Task directions - How many lines of the entries below contain the word "attribute"? Reply with only the number.

Information shown -
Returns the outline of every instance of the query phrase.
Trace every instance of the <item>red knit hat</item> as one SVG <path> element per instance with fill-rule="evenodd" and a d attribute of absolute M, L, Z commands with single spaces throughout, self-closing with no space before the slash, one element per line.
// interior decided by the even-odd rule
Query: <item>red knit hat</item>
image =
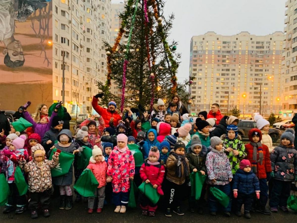
<path fill-rule="evenodd" d="M 247 167 L 251 167 L 251 163 L 248 159 L 243 159 L 239 164 L 239 169 L 243 170 L 243 168 Z"/>

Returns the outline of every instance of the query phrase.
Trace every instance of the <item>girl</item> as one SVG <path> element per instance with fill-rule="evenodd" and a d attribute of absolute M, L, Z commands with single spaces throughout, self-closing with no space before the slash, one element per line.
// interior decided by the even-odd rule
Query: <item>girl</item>
<path fill-rule="evenodd" d="M 206 182 L 211 186 L 219 189 L 230 197 L 231 188 L 229 182 L 233 175 L 229 160 L 224 152 L 225 149 L 221 139 L 214 136 L 210 139 L 210 142 L 211 150 L 206 155 L 205 162 L 208 175 Z M 212 215 L 217 215 L 217 203 L 216 198 L 210 193 L 208 206 Z M 224 214 L 227 217 L 230 215 L 232 203 L 230 201 L 228 206 L 223 208 Z"/>
<path fill-rule="evenodd" d="M 186 157 L 186 146 L 178 142 L 171 150 L 167 161 L 166 184 L 167 185 L 166 202 L 166 217 L 172 216 L 171 210 L 178 215 L 184 214 L 181 209 L 181 205 L 186 179 L 190 173 L 189 161 Z"/>
<path fill-rule="evenodd" d="M 148 158 L 140 168 L 139 174 L 143 181 L 146 184 L 151 184 L 153 187 L 157 189 L 160 195 L 164 193 L 161 188 L 164 179 L 165 170 L 164 167 L 158 162 L 160 158 L 160 152 L 158 147 L 151 148 L 148 154 Z M 140 207 L 142 210 L 142 214 L 146 215 L 148 212 L 150 216 L 155 216 L 158 205 L 153 204 L 145 195 L 140 194 Z"/>
<path fill-rule="evenodd" d="M 273 212 L 277 212 L 279 205 L 282 211 L 288 211 L 287 201 L 292 181 L 297 181 L 297 151 L 293 145 L 295 132 L 292 129 L 286 129 L 281 136 L 280 145 L 270 155 L 274 180 L 269 205 Z"/>
<path fill-rule="evenodd" d="M 113 200 L 116 206 L 115 213 L 124 213 L 129 198 L 130 181 L 134 179 L 135 164 L 133 155 L 127 146 L 127 136 L 119 134 L 117 141 L 118 145 L 108 158 L 106 182 L 112 182 Z"/>
<path fill-rule="evenodd" d="M 102 212 L 105 198 L 107 164 L 105 161 L 105 158 L 102 156 L 102 151 L 97 146 L 95 146 L 92 151 L 92 156 L 90 158 L 89 163 L 87 168 L 91 170 L 99 183 L 96 193 L 98 200 L 96 211 L 97 213 Z M 95 205 L 95 200 L 94 197 L 90 197 L 89 198 L 88 213 L 89 214 L 93 213 Z"/>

Task response - 2